▶ The task
Rescale the records below, starting at the line that contains "of the player's" and ending at the line that contains "[1234, 573]". Write out those lines only, requests included, with every coordinate in the answers multiplied by 0.25 and rounded to a whole number, halves rounding up.

▶ Material supplied
^^^^^^^^^^^^^^^^

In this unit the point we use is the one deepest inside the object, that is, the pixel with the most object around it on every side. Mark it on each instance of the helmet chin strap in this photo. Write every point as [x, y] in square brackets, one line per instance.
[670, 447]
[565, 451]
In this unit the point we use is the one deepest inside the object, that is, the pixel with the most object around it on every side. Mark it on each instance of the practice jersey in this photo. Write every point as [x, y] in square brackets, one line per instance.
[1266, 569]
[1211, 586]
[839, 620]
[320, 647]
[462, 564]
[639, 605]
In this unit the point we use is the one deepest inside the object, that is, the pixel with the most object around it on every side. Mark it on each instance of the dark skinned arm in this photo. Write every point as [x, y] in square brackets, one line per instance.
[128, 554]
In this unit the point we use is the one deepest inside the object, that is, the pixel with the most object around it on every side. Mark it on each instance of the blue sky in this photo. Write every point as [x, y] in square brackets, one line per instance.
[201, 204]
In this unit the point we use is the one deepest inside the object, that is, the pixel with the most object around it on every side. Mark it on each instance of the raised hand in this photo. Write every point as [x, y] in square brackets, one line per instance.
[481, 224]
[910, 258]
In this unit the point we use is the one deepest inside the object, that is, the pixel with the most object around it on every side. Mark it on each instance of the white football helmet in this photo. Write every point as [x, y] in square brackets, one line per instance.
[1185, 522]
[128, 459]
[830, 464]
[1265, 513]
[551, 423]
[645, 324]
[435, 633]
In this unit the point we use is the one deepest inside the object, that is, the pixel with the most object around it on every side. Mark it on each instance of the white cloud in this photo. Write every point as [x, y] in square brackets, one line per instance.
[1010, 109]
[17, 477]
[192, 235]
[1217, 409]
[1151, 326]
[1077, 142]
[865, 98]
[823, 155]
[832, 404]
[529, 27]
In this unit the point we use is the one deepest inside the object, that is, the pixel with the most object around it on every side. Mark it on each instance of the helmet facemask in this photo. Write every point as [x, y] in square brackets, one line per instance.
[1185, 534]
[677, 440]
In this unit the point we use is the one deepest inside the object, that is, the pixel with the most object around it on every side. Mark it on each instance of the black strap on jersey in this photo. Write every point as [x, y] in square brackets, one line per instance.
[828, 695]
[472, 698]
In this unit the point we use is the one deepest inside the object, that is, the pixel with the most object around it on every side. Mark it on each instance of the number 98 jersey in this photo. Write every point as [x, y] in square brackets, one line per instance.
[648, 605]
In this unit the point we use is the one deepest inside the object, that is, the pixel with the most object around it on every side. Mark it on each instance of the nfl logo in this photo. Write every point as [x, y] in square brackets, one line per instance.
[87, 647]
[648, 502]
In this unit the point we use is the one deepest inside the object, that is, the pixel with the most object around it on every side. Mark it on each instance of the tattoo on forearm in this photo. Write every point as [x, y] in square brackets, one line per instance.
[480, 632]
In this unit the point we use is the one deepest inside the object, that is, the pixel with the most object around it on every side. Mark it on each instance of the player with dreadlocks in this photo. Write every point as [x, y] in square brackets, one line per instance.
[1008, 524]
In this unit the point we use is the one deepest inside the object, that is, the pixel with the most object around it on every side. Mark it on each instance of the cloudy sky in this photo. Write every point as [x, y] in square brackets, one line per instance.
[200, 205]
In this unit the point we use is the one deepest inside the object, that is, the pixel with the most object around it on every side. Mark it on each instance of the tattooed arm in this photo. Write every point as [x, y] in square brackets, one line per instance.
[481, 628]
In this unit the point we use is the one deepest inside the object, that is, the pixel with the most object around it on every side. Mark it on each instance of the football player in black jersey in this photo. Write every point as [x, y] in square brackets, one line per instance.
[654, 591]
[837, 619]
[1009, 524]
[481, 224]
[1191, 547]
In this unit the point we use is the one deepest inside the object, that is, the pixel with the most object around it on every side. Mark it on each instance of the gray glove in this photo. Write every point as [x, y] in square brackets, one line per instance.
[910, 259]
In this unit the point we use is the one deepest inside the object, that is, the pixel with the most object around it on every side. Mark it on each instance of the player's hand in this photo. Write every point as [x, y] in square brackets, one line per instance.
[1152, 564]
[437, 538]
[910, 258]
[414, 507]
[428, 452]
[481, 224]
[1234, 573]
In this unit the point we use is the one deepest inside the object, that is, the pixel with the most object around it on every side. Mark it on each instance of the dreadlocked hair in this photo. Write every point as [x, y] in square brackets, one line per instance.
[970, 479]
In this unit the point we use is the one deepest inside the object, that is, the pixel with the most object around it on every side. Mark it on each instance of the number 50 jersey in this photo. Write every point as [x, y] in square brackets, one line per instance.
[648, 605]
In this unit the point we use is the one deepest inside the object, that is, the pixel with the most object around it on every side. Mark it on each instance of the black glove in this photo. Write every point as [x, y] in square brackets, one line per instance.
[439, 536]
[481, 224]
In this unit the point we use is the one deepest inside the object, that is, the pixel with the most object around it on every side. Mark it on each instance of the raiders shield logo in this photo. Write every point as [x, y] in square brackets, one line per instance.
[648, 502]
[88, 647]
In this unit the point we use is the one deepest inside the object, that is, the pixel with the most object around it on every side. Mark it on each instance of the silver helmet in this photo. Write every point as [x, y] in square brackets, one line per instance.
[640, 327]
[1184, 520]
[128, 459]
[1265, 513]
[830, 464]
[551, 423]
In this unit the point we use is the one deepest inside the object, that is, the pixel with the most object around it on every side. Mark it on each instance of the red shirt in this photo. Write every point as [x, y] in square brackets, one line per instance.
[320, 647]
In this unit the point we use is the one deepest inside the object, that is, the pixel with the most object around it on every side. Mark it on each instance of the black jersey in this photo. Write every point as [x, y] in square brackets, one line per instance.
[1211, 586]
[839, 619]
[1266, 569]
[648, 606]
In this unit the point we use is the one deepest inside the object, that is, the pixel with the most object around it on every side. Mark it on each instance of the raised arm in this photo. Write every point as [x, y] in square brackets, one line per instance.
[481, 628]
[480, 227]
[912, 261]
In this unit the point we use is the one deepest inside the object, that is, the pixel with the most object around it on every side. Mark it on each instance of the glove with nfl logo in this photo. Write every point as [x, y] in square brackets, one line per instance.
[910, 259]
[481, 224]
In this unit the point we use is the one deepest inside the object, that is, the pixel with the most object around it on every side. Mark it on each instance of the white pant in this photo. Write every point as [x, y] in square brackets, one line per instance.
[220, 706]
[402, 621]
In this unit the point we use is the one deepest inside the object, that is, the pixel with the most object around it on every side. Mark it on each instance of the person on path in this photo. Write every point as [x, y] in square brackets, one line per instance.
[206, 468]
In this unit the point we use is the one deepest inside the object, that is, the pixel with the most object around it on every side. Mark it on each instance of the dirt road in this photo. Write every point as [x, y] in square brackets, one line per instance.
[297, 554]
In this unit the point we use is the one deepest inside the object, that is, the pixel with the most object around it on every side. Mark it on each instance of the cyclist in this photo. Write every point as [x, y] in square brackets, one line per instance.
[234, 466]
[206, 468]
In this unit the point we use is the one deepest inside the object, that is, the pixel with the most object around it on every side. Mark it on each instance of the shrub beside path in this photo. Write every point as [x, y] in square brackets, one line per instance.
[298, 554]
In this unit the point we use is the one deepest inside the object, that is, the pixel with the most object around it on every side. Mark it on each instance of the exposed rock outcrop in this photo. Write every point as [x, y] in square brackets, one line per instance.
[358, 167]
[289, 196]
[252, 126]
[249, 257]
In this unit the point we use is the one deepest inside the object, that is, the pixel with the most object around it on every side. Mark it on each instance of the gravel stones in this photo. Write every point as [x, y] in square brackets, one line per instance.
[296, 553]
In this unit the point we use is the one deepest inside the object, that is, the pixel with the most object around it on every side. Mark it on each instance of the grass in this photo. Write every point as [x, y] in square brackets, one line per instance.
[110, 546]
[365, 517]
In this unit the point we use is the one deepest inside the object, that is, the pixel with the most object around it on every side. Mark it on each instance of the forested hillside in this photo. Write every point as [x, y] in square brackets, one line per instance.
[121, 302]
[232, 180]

^^^^^^^^^^^^^^^^

▶ Task answer
In this unit the point we use is the one deepest inside the object, that is, the pixel with the most object around it on every side. Mark it on each instance of the player's hand in this photo. Write every point as [x, y] in square brackets, one line per instance.
[288, 141]
[109, 135]
[228, 65]
[104, 127]
[107, 113]
[120, 56]
[309, 143]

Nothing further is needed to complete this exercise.